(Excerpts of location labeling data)
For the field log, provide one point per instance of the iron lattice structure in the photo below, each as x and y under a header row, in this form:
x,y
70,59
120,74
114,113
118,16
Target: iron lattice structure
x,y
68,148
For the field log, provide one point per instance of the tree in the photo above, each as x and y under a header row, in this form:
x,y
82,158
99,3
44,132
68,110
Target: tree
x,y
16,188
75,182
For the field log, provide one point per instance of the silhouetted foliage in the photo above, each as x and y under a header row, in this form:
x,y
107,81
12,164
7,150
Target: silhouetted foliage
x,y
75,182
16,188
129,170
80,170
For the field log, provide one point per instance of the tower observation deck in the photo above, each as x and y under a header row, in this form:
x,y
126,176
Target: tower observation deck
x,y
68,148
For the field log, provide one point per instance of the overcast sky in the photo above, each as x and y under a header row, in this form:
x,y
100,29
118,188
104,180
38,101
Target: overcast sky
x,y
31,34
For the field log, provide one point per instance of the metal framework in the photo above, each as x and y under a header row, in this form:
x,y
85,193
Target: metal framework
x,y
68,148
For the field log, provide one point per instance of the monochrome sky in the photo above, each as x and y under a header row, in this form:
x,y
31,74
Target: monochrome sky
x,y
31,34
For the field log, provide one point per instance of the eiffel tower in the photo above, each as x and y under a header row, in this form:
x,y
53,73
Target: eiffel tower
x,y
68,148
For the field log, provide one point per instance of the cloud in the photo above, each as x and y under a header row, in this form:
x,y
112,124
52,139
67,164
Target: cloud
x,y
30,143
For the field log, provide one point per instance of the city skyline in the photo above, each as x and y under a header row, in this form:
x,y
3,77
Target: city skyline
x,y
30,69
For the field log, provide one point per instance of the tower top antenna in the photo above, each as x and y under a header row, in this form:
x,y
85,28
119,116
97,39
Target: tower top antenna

What needs to be done: Copy verbatim every line of the data above, beginning with the line that contains "the tower top" and continuing through the final line of the data.

Exercise result:
For the field log, provide one point per instance of the tower top antenna in the photo above, each as x and y under a header row, in this form:
x,y
85,28
119,116
97,39
Target: tower top antenna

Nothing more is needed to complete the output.